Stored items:

## begin

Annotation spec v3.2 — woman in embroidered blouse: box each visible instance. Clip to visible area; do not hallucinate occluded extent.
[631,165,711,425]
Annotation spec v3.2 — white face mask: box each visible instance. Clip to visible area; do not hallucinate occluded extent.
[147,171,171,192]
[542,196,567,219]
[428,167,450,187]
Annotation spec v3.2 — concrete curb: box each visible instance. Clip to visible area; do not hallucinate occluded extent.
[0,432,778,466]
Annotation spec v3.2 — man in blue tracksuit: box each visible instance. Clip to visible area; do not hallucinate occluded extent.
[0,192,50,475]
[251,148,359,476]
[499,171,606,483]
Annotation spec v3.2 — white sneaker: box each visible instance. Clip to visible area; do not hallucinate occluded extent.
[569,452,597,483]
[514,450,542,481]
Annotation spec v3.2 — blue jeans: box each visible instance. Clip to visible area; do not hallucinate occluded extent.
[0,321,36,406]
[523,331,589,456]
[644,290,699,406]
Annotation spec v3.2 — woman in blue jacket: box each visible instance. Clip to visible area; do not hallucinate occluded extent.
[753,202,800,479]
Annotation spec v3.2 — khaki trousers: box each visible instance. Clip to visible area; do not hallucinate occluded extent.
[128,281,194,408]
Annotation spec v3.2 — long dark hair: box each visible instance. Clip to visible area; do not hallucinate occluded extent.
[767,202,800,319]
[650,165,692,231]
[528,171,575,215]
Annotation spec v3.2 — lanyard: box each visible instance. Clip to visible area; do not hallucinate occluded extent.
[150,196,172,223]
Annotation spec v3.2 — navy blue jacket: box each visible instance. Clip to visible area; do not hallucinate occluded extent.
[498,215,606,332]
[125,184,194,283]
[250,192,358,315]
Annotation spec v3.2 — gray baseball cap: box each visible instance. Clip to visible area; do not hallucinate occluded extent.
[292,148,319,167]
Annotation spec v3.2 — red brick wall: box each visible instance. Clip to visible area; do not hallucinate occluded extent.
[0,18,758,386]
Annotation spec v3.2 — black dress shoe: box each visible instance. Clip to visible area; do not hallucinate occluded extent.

## end

GIVEN INSTRUCTION =
Rewrite the items from the line containing "Annotation spec v3.2 — white face" through the end of the items, changing "box each visible instance" to "draw a box around every visible instance" and keeping everything else the same. Give only those lines.

FULL ANSWER =
Annotation spec v3.2 — white face mask: draw a box around every visible instance. Clip to visible area; do not hallucinate occluded extent.
[147,171,171,192]
[542,196,567,219]
[428,167,450,187]
Annotation spec v3.2 — concrete curb: draw a box around every visible instance. Clip to visible area; do not hallucinate occluded extent.
[0,432,778,466]
Annotation spec v3.2 — man in blue tracksuit: draw a box around every visible instance. Clip to visible area; do not hallucinate occluded extent.
[0,192,50,475]
[251,148,359,476]
[499,171,606,483]
Annotation spec v3.2 — white sneaker: draw a box around every visible instance. Clip to visible area; do not hallucinate occluded extent.
[569,452,597,483]
[514,450,542,481]
Annotation spec v3.2 — blue jeans: draw a box around every visible instance. Clip to visible area; do not hallucinate occluded extent.
[0,321,36,406]
[523,331,589,456]
[644,290,699,406]
Annotation spec v3.2 — woman in blue jacket: draw a box around every visible instance. Clip to visible area; do not hallucinate occluded extent.
[753,202,800,479]
Annotation spec v3.2 — khaki trousers: draw a box around every visible instance. Clip to visible area; do not hallucinate occluded extent.
[128,281,194,408]
Annotation spec v3.2 — long dark hair: draw a box around every visible instance. Clip to visible area; do not hallucinate occluded extent.
[767,202,800,319]
[650,165,692,231]
[528,171,575,215]
Annotation spec v3.2 — lanyard: draw a box around every visible instance. Clip to visible area; do not hallucinate occluded extent.
[150,196,172,223]
Annotation spec v3.2 — navy blue jacket: draw a box around every visible instance. Clip to visible area; do not hallucinate occluded extent.
[498,215,606,332]
[125,184,194,283]
[250,192,358,315]
Annotation spec v3.2 — gray baseball cap: draw a box around every visible instance. Clip to visible area; do not hallucinate occluded extent.
[292,148,319,167]
Annotation spec v3.2 — red brick wall: draw a box around every visible instance. Clip to visible area; do not hallucinate occluded extent.
[0,18,758,386]
Annotation spec v3.2 — black dress shoe: draw a box around every visible instance. Clip to visible area; do not hallucinate occluded extent.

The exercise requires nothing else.